- _Task brief_
Whatever appears in the listing, return all of it exactly.

- _Supplied records_
↓↓↓

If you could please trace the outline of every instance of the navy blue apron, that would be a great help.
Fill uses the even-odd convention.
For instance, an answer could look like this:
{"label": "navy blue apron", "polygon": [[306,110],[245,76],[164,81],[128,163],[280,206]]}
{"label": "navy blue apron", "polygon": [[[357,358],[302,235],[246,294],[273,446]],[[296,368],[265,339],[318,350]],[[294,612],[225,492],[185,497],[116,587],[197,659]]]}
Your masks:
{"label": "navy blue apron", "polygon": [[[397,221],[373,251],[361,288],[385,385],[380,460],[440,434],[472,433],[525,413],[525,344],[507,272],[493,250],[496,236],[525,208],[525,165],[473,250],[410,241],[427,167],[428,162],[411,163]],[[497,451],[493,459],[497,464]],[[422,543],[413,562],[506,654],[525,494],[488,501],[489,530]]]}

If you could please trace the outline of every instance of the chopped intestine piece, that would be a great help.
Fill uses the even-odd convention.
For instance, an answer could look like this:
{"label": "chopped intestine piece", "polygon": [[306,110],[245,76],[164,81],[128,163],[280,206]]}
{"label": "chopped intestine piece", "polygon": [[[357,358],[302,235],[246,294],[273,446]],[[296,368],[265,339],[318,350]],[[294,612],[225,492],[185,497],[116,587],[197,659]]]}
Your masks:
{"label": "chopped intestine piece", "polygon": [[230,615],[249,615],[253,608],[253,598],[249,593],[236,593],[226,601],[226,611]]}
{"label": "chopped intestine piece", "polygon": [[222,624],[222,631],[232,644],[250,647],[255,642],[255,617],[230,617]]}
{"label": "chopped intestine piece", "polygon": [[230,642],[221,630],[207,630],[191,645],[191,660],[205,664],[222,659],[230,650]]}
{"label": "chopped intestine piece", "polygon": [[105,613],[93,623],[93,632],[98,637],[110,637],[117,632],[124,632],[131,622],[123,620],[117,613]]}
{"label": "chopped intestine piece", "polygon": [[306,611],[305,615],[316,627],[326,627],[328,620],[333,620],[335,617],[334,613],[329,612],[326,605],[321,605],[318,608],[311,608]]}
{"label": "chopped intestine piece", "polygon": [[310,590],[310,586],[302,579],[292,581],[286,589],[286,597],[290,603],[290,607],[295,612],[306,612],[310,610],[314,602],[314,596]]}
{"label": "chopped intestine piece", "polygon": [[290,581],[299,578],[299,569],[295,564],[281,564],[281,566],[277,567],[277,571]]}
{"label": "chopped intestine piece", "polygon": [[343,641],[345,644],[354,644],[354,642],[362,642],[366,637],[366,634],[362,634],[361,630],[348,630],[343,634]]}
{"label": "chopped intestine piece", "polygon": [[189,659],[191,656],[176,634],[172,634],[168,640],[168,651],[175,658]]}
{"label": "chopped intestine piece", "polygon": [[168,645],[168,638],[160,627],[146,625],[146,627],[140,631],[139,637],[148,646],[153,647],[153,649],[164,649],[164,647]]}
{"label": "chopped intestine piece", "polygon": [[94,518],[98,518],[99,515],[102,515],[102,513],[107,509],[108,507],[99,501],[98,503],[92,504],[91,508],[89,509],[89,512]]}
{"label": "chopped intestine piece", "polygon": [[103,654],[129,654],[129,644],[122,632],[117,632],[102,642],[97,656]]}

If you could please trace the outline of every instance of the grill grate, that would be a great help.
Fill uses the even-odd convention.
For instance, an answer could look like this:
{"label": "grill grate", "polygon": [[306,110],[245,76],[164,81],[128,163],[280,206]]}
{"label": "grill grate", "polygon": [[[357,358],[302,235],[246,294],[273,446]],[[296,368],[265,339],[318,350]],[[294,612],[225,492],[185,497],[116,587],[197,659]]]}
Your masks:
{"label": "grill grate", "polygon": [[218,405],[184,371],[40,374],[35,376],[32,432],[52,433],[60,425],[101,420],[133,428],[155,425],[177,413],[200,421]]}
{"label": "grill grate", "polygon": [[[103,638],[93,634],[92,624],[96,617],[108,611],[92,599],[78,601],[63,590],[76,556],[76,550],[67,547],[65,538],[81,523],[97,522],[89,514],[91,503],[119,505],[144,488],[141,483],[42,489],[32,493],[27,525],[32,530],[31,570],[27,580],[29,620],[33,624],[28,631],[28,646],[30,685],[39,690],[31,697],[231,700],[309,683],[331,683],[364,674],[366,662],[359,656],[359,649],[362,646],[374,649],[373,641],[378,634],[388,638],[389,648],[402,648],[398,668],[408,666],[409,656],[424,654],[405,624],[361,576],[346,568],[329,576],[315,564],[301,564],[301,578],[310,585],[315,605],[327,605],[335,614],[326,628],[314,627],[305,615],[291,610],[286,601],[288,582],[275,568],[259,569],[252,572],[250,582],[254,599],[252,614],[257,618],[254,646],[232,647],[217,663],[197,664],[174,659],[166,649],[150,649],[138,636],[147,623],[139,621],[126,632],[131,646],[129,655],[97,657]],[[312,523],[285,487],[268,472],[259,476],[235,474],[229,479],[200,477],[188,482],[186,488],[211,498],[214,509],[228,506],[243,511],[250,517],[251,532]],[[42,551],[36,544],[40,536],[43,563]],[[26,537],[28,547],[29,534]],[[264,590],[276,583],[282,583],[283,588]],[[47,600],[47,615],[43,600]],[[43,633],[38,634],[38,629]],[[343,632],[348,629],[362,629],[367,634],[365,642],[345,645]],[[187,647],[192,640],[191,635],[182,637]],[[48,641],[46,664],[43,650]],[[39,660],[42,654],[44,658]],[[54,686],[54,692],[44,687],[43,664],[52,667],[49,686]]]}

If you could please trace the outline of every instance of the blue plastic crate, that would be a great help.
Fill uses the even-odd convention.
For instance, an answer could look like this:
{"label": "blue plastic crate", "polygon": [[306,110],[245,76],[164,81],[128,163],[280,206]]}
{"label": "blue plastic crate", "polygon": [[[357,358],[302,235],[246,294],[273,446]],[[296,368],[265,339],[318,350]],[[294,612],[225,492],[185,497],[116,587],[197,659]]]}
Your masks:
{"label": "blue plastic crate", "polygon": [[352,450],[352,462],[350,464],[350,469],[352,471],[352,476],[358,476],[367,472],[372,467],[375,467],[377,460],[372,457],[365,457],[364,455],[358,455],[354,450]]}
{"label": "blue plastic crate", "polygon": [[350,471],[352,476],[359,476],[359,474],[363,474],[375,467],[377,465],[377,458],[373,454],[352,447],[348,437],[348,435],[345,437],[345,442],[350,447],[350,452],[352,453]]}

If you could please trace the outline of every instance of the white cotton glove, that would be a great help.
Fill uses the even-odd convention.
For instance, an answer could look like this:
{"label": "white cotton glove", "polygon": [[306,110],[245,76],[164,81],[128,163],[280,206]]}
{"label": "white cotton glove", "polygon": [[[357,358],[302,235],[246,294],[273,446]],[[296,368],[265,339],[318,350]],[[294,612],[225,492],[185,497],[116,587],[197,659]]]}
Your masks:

↑↑↑

- _Answer for this exercise_
If you could please trace the outline of every instance of the navy blue apron, that would be a great help.
Fill uses the even-odd convention.
For instance, an answer could look like this:
{"label": "navy blue apron", "polygon": [[306,110],[245,76],[164,81],[128,163],[280,206]]}
{"label": "navy blue apron", "polygon": [[[357,358],[302,235],[246,294],[273,446]],[[296,368],[265,339],[318,350]],[[294,612],[225,492],[185,497],[116,587],[197,659]]]}
Your masks:
{"label": "navy blue apron", "polygon": [[[397,221],[373,251],[361,288],[385,385],[380,460],[440,434],[472,433],[525,413],[525,344],[507,272],[493,250],[496,236],[525,208],[525,165],[473,250],[410,241],[427,167],[428,162],[411,163]],[[497,451],[493,459],[497,464]],[[422,543],[413,562],[506,654],[525,494],[488,501],[489,530]]]}

If you could please trace the outline of every instance of the chopped intestine piece, that would be a great help.
Fill uses the even-odd convention.
For instance, an answer could look like this:
{"label": "chopped intestine piece", "polygon": [[306,110],[245,76],[164,81],[128,163],[280,206]]}
{"label": "chopped intestine piece", "polygon": [[[357,358],[302,235],[246,294],[273,446]],[[296,368],[265,339],[318,350]],[[294,612],[225,492],[185,497],[116,587],[197,659]]]}
Your masks:
{"label": "chopped intestine piece", "polygon": [[230,615],[249,615],[253,608],[253,598],[249,593],[236,593],[226,601],[226,611]]}
{"label": "chopped intestine piece", "polygon": [[222,624],[222,631],[232,644],[250,647],[255,642],[255,617],[230,617]]}
{"label": "chopped intestine piece", "polygon": [[230,642],[221,630],[207,630],[191,645],[191,660],[205,664],[222,659],[230,650]]}
{"label": "chopped intestine piece", "polygon": [[105,613],[93,623],[93,632],[98,637],[110,637],[117,632],[124,632],[131,622],[123,620],[117,613]]}
{"label": "chopped intestine piece", "polygon": [[306,611],[305,615],[316,627],[326,627],[328,620],[333,620],[335,617],[334,613],[329,612],[326,605],[321,605],[318,608],[311,608]]}
{"label": "chopped intestine piece", "polygon": [[310,590],[310,586],[302,579],[292,581],[286,589],[286,597],[290,603],[290,607],[295,612],[306,612],[310,610],[314,602],[314,596]]}
{"label": "chopped intestine piece", "polygon": [[290,581],[299,578],[299,569],[295,564],[281,564],[281,566],[277,567],[277,571]]}
{"label": "chopped intestine piece", "polygon": [[343,641],[345,644],[354,644],[354,642],[362,642],[366,637],[366,634],[362,634],[361,630],[348,630],[343,634]]}
{"label": "chopped intestine piece", "polygon": [[189,659],[191,656],[176,634],[172,634],[168,640],[168,651],[175,658]]}
{"label": "chopped intestine piece", "polygon": [[168,645],[168,638],[160,627],[146,625],[146,627],[140,631],[139,637],[148,646],[153,647],[153,649],[164,649],[164,647]]}
{"label": "chopped intestine piece", "polygon": [[94,518],[98,518],[99,515],[102,515],[102,513],[107,509],[108,507],[99,501],[98,503],[92,504],[91,508],[89,509],[89,512]]}
{"label": "chopped intestine piece", "polygon": [[103,654],[129,654],[129,644],[122,632],[117,632],[102,642],[97,656]]}

If you could please trace the outline of every instance of the grill grate, that would be a great help.
Fill uses the even-odd convention.
For instance, an answer could look like this:
{"label": "grill grate", "polygon": [[306,110],[245,76],[164,81],[128,163],[280,206]]}
{"label": "grill grate", "polygon": [[[357,358],[302,235],[246,294],[273,446]],[[296,368],[265,339],[318,350]],[[294,612],[225,492],[185,497],[116,587],[197,659]]]}
Your masks:
{"label": "grill grate", "polygon": [[218,405],[184,371],[40,374],[35,376],[32,432],[52,433],[60,425],[101,420],[133,428],[155,425],[177,413],[200,421]]}
{"label": "grill grate", "polygon": [[[103,638],[93,634],[92,624],[96,617],[108,611],[92,599],[78,601],[63,590],[76,556],[76,550],[67,547],[65,538],[81,523],[97,522],[89,514],[91,503],[119,505],[144,488],[141,483],[42,489],[32,493],[27,525],[32,530],[31,570],[27,580],[29,620],[33,624],[28,631],[28,646],[30,685],[39,690],[31,697],[231,700],[309,683],[331,683],[364,674],[366,662],[359,656],[359,649],[362,646],[374,649],[373,641],[378,634],[388,638],[389,648],[402,648],[398,668],[408,666],[409,656],[424,654],[405,624],[361,576],[346,568],[329,576],[315,564],[301,564],[301,578],[310,585],[315,605],[327,605],[335,614],[326,628],[314,627],[305,615],[291,610],[286,601],[288,582],[275,568],[259,569],[252,572],[250,582],[254,599],[252,614],[257,618],[254,646],[232,647],[217,663],[197,664],[174,659],[166,649],[150,649],[138,636],[147,623],[139,621],[126,632],[131,646],[129,655],[97,657]],[[312,523],[285,487],[268,472],[259,476],[235,474],[229,479],[200,477],[188,482],[186,488],[211,498],[214,509],[228,506],[243,511],[250,517],[251,532]],[[42,551],[36,544],[40,536],[43,563]],[[26,537],[28,547],[29,534]],[[264,590],[276,583],[282,583],[283,588]],[[47,600],[47,615],[43,600]],[[43,633],[38,634],[38,629]],[[343,632],[348,629],[362,629],[367,634],[365,642],[345,645]],[[187,647],[192,640],[191,635],[182,637]],[[48,641],[46,664],[43,650]],[[39,660],[42,654],[44,658]],[[54,686],[54,692],[44,687],[43,664],[52,667],[49,686]]]}

If you could please trace the outline of every instance of the blue plastic crate, that would be a great help.
Fill uses the even-odd convention.
For instance, an answer could look like this:
{"label": "blue plastic crate", "polygon": [[306,110],[245,76],[164,81],[128,163],[280,206]]}
{"label": "blue plastic crate", "polygon": [[[357,358],[302,235],[246,294],[273,446]],[[296,368],[265,339],[318,350]],[[294,612],[225,492],[185,497],[116,587],[197,659]]]}
Your masks:
{"label": "blue plastic crate", "polygon": [[352,450],[352,462],[350,464],[350,469],[352,471],[352,476],[358,476],[367,472],[372,467],[375,467],[377,460],[372,457],[365,457],[364,455],[358,455],[354,450]]}
{"label": "blue plastic crate", "polygon": [[350,471],[352,476],[359,476],[359,474],[363,474],[375,467],[377,465],[377,458],[373,454],[352,447],[348,437],[348,435],[345,437],[345,442],[350,447],[350,452],[352,453]]}

If you could please trace the outline of every instance of the white cotton glove, that would be a great help.
Fill uses the even-odd convention.
For instance, an answer could look like this:
{"label": "white cotton glove", "polygon": [[306,110],[245,76],[164,81],[128,163],[280,206]]}
{"label": "white cotton glove", "polygon": [[[357,358],[302,235],[246,294],[273,446]],[[296,368],[265,339],[318,350]],[[294,612],[225,492],[185,497],[116,587],[197,659]]]}
Your masks:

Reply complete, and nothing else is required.